### [DIRECTIONS FOR THIS TASK]
Return each line in the records below that has the word "front" in it, copied word for word.

### [DATA EXCERPTS]

● ● ● ● ●

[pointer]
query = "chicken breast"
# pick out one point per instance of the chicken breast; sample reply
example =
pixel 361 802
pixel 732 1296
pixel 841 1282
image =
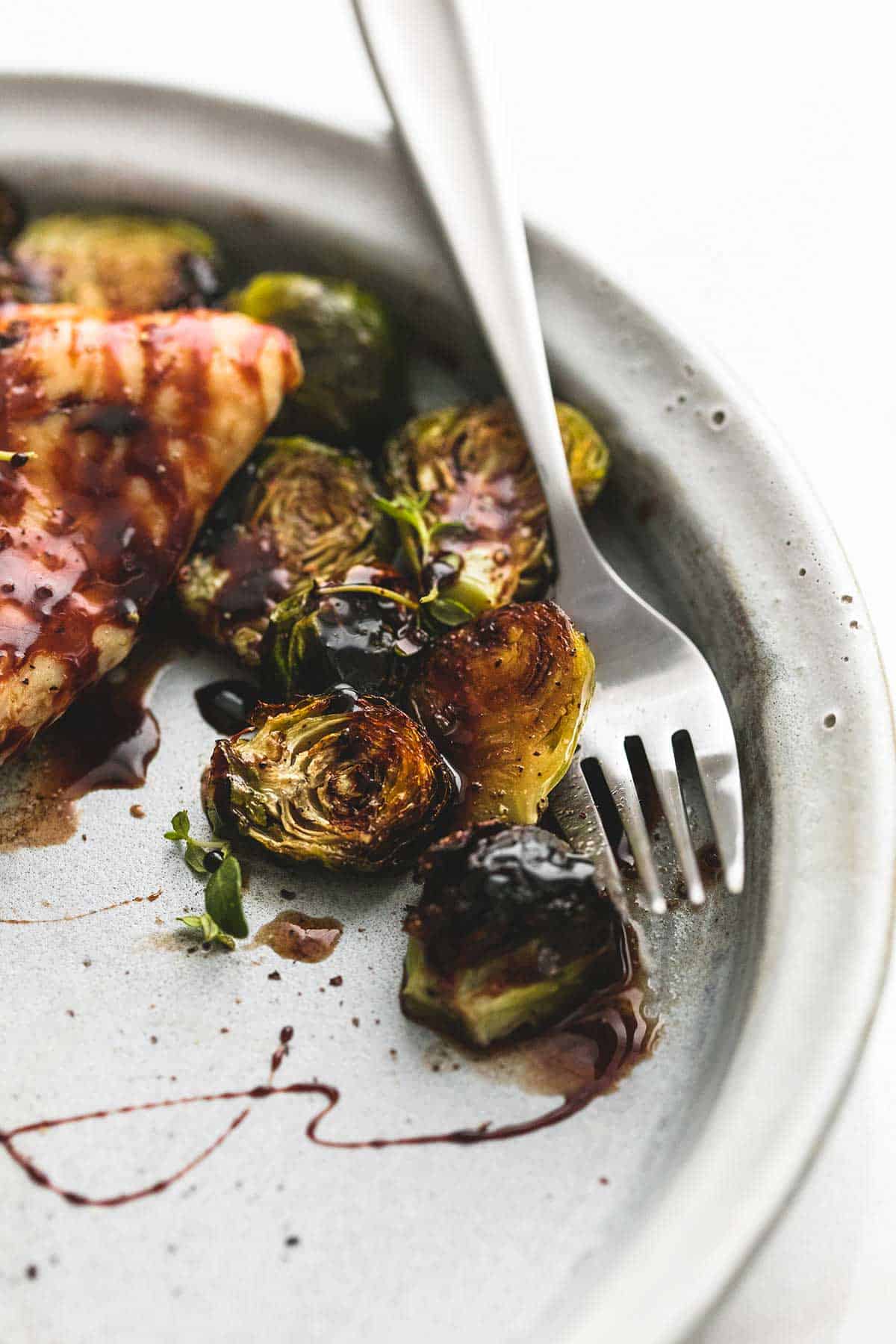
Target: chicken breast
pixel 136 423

● ● ● ● ●

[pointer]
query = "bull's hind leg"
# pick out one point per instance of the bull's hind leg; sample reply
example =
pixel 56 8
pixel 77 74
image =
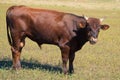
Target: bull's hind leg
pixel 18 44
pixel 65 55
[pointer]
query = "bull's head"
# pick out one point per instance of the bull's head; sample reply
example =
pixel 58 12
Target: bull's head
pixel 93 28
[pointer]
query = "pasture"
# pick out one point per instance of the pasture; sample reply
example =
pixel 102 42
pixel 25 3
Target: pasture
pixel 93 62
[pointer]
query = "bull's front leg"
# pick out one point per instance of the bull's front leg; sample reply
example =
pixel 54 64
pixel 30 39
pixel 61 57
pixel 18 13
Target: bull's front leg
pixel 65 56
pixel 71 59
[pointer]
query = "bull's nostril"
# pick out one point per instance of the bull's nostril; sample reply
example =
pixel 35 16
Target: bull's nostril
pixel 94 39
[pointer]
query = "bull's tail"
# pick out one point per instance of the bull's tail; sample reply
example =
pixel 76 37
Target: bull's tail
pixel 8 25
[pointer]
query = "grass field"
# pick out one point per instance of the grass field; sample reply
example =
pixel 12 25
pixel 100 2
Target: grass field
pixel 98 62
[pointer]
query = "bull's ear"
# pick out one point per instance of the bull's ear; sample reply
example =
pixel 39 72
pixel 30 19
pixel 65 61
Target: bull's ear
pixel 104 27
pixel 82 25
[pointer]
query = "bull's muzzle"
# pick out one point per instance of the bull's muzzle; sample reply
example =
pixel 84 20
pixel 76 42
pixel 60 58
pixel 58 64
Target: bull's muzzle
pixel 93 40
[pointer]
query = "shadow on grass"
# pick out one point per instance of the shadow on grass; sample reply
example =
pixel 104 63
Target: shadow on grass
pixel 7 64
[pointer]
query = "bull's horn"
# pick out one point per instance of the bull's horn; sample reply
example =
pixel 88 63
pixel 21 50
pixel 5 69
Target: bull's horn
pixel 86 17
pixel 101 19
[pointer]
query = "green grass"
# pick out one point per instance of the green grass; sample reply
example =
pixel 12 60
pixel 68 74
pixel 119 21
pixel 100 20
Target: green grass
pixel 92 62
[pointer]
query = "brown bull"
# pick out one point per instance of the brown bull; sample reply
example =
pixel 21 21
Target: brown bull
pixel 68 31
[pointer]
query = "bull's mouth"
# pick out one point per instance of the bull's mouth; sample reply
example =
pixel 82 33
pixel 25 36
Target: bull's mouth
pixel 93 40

● ● ● ● ●

### [RESULT BELOW]
query = "bull's front leg"
# pick out one point per instance of the bull's front leg; sample reply
Target: bull's front leg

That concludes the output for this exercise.